- _PROVIDED RECORDS_
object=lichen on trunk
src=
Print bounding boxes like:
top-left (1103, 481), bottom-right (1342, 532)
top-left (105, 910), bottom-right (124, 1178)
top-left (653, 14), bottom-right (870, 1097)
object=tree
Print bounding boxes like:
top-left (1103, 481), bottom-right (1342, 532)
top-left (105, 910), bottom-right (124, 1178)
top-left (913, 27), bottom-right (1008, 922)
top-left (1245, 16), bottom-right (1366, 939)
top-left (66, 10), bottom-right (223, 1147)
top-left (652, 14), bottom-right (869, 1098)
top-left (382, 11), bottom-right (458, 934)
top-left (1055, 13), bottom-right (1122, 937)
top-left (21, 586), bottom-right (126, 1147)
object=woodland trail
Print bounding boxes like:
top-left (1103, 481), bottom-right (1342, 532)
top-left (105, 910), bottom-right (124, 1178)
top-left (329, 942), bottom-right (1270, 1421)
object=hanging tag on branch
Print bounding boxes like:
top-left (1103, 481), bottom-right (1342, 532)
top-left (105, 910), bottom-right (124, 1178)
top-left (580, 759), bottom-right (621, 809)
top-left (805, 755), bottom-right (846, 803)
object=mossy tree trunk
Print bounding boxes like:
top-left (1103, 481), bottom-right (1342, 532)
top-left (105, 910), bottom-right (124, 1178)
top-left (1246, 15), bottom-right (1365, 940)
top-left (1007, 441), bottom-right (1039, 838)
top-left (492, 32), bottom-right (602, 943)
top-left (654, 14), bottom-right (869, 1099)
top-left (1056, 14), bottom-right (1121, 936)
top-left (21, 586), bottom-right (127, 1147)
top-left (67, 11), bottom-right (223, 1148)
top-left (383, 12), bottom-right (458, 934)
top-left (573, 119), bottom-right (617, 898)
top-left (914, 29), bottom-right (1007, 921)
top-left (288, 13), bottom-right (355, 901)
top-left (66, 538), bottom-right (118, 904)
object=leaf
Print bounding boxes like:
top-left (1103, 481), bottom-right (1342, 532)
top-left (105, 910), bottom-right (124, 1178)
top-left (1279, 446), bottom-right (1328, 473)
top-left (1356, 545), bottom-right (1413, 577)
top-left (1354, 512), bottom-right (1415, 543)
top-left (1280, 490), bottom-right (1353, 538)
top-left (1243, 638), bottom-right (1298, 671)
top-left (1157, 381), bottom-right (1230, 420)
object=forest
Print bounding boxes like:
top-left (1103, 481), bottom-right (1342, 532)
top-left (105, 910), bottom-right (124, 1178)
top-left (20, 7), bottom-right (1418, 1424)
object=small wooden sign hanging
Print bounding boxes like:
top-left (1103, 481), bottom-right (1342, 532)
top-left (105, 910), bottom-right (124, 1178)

- _TASK OBJECTIVE_
Whenever a line in the material contains the word "tree", copy that line.

- _ANSWER SECTION_
object=tree
object=mossy tree trunk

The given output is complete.